• **AIM OF THE EXERCISE**
Write out the stretch from the line containing "Where can the belt" through the end of the entries again, swapping "belt loop" for "shoelace" and keeping everything else the same.

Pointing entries
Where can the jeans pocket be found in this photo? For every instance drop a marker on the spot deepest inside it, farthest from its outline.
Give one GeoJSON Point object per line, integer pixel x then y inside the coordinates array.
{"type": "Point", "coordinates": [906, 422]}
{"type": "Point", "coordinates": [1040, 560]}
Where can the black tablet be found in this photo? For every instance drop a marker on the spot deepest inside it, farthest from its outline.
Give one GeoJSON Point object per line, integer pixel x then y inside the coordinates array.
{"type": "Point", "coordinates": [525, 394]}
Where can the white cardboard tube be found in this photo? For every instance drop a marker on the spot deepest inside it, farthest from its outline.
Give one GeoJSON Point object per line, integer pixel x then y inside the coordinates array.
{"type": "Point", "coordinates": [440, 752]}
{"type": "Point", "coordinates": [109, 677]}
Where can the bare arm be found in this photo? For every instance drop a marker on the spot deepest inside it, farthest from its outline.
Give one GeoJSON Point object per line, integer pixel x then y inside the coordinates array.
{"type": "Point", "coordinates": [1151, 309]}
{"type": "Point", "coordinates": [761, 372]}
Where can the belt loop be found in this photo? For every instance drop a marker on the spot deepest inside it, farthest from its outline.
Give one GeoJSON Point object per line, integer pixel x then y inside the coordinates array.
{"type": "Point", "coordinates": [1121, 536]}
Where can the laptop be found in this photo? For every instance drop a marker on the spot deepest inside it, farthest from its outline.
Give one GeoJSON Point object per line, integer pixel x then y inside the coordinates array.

• **THE RESPONSE**
Where can the shoelace be found in this photo? For every instance drop a marker on the spot deepest inside it, farthest from its outline.
Give one GeoJSON Point object per line, integer pixel x then y inside the coordinates array.
{"type": "Point", "coordinates": [1121, 536]}
Where can the laptop be found in this photo? For every instance drop a marker on the spot deepest inside it, farthest from its outline.
Give one GeoJSON Point object per line, integer pixel x then y inside the coordinates array.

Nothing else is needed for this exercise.